Please restate, word for word, the lines below that begin at the one with "# give the mask of every instance of the reflection" and end at the one with "--target reflection of tree in water". Leave out all other lines.

#### DATA
····················

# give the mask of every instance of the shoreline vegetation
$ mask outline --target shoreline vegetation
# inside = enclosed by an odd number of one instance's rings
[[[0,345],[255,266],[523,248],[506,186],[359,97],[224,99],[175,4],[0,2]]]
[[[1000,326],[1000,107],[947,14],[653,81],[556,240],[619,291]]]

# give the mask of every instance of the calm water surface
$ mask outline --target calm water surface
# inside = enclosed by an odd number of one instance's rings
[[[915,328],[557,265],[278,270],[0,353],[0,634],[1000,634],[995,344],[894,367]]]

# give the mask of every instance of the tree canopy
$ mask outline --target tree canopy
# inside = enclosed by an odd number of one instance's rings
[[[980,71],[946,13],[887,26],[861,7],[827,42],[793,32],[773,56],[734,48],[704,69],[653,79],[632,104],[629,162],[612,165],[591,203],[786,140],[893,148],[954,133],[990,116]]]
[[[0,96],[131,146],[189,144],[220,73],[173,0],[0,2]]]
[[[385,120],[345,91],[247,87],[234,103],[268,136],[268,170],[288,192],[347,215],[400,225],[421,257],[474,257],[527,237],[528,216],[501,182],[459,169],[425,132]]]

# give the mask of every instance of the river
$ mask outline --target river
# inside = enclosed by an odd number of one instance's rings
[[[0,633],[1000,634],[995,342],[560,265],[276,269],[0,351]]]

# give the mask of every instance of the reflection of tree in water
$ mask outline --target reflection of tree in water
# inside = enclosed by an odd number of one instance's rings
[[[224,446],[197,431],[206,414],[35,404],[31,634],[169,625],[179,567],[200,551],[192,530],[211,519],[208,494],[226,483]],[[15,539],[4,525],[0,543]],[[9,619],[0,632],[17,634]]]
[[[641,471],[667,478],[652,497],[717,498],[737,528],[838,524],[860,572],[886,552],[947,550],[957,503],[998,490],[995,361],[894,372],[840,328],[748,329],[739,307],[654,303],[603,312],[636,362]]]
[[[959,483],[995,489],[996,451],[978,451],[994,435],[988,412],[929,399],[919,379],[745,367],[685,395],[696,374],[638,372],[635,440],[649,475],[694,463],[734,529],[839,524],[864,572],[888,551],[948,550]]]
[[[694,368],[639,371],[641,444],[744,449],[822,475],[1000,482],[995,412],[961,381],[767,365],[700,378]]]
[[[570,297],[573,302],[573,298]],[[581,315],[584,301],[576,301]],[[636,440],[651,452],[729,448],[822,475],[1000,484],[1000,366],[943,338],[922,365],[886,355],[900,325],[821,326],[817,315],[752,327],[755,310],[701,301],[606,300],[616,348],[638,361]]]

····················

#### RESULT OF THE EXERCISE
# give the mask of every instance of the reflection of tree in water
$ mask outline --target reflection of tree in water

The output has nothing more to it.